◆ **Selected excerpt**
*** Block opens ***

In coronavirus news, the great medical website STAT has a somber must-read titled "America's Window of Opportunity to Beat Back COVID-19 is Narrowing." Too bad it's not required reading for the incredibly selfish idiots in this country! Here's an excerpt:

"Ehresmann and others in public health are flummoxed by the phenomenon of people refusing to acknowledge the risk the virus poses.
'Just this idea of, ‘I just don’t want to believe it so therefore it’s not going to be true’ — honestly, I have not really dealt with that as it relates to disease before,' she said.
Buckee, the Harvard expert, wonders if the magical thinking that seems to have infected swaths of the country is due to the fact many of the people who have died were elderly. For many Americans, she said, the disease has not yet touched their lives — but the movement restrictions and other response measures have.
'I think if children were dying, this would be … a different situation, quite honestly,' she said.
Epidemiologist Michael Mina despairs that an important chance to wrestle the virus under control is being lost, as Americans ignore the realities of the pandemic in favor of trying to resume pre-Covid life.

*** Block closes ***

◆ **Complete the following**
• 1. What is the title of the STAT article quoted in the coronavirus excerpt?
• 2. Using the coronavirus excerpt, explain in one to three sentences why Buckee suspects many Americans refuse to take the virus seriously.
• 3. Continue the coronavirus excerpt from its final sentence about Michael Mina.
The records that come next are separate material with no connection to the coronavirus excerpt.

◆ **Entries supplied**
*** Block opens ***

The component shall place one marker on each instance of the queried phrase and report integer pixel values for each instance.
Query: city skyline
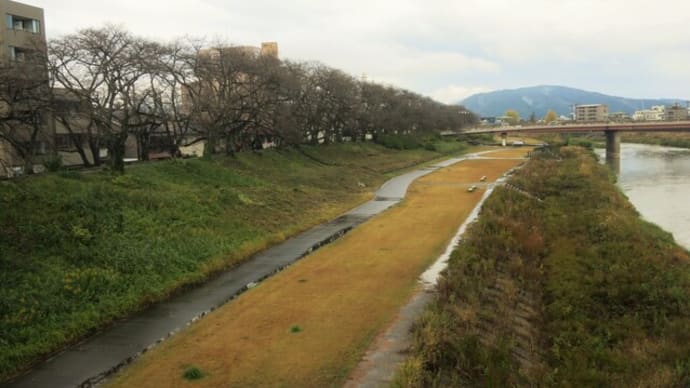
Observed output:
(442, 49)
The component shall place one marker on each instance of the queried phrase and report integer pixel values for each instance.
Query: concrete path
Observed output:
(390, 349)
(95, 358)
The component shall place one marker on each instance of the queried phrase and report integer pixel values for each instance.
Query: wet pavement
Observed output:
(90, 361)
(390, 349)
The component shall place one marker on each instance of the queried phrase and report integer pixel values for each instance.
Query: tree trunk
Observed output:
(116, 148)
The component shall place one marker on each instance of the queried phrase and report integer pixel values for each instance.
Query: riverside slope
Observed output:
(97, 357)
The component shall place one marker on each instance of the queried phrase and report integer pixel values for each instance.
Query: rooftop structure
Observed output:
(591, 113)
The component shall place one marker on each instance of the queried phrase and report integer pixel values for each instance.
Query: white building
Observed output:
(657, 113)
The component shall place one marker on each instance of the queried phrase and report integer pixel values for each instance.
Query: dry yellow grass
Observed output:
(509, 152)
(340, 297)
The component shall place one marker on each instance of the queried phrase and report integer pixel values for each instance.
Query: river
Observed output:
(657, 181)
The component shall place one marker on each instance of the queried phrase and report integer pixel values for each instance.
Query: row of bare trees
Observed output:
(106, 85)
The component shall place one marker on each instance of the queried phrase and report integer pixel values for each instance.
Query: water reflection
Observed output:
(657, 181)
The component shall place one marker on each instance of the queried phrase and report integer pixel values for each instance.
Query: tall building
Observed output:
(591, 113)
(656, 113)
(22, 37)
(676, 113)
(24, 30)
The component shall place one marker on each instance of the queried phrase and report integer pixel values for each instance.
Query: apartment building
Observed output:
(591, 113)
(24, 30)
(676, 113)
(20, 38)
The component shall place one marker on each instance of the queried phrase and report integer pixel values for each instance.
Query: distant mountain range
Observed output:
(539, 99)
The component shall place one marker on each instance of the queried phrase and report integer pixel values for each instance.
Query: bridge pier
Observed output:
(613, 150)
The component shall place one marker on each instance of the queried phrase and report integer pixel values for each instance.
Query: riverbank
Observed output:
(81, 250)
(565, 286)
(310, 324)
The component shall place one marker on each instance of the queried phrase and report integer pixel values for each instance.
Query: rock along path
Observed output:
(90, 361)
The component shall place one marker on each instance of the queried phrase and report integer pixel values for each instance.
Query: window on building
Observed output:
(19, 23)
(18, 54)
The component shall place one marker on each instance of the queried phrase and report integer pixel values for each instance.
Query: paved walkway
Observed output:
(89, 362)
(390, 349)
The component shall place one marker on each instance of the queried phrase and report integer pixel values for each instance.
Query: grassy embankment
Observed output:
(574, 290)
(80, 250)
(310, 324)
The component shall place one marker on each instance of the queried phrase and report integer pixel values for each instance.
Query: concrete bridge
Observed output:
(611, 130)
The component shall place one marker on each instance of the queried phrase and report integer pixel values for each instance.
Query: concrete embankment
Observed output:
(99, 356)
(311, 324)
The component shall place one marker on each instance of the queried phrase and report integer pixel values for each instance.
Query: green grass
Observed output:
(612, 291)
(79, 250)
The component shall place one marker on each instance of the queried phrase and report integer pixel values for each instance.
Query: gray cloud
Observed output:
(442, 48)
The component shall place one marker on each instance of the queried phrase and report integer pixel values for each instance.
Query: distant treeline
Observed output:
(106, 85)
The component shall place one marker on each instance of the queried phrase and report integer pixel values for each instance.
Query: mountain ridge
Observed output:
(539, 99)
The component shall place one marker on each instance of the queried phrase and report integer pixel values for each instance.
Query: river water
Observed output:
(657, 181)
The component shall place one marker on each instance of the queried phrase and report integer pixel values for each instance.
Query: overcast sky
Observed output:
(441, 48)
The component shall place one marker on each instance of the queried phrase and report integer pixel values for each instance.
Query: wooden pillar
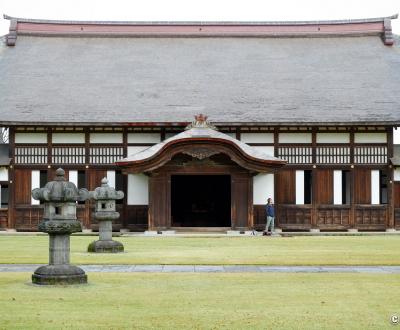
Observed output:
(276, 186)
(11, 180)
(241, 200)
(124, 222)
(159, 211)
(49, 151)
(390, 183)
(86, 217)
(352, 219)
(314, 205)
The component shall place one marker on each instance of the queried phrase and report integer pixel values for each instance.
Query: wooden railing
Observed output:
(333, 154)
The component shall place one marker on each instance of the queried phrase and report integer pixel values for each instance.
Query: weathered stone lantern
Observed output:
(59, 221)
(105, 197)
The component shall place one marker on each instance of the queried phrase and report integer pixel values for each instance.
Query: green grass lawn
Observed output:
(330, 250)
(203, 301)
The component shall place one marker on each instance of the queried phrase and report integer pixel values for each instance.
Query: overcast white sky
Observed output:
(200, 10)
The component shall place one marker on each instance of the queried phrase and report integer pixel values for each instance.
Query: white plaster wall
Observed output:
(138, 189)
(300, 187)
(35, 183)
(333, 137)
(133, 150)
(73, 177)
(105, 137)
(68, 138)
(295, 138)
(370, 137)
(3, 174)
(30, 137)
(111, 178)
(257, 137)
(144, 137)
(375, 187)
(337, 187)
(396, 176)
(263, 188)
(269, 150)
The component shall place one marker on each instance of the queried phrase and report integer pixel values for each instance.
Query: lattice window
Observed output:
(105, 155)
(370, 155)
(68, 155)
(333, 155)
(296, 155)
(31, 155)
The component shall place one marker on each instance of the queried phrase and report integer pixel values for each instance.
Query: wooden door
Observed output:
(323, 186)
(23, 186)
(362, 186)
(285, 187)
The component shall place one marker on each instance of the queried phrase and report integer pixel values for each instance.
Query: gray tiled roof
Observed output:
(167, 80)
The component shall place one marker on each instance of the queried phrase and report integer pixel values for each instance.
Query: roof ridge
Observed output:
(380, 26)
(306, 22)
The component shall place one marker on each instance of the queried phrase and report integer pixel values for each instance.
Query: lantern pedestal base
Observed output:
(59, 275)
(103, 246)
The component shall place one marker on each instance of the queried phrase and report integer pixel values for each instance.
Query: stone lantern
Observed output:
(105, 197)
(59, 221)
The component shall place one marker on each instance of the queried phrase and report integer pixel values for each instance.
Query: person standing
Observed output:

*** Block closes ***

◆ **Answers by item**
• 1. "America's Window of Opportunity to Beat Back COVID-19 is Narrowing."

• 2. Buckee wonders if it is because many of the people who have died were elderly. For many Americans, the disease has not yet touched their lives, but the movement restrictions and other response measures have.

• 3.
'We just continue to squander every bit of opportunity we get with this epidemic to get it under control,'’ said Mina, an assistant professor in Harvard’s T.H. Chan School of Public Health and associate medical director of clinical microbiology at Boston’s Brigham and Women’s Hospital.
'The best time to squash a pandemic is when the environmental characteristics slow transmission. It’s your one opportunity in the year, really, to leverage that extra assistance and get transmission under control,' he said, his frustration audible.
Driving back transmission would require people to continue to make sacrifices, to accept the fact that life post-Covid cannot proceed as normal, not while so many people remain vulnerable to the virus. Instead, people are giddily throwing off the shackles of coronavirus suppression efforts, seemingly convinced that a few weeks of sacrifice during the spring was a one-time solution."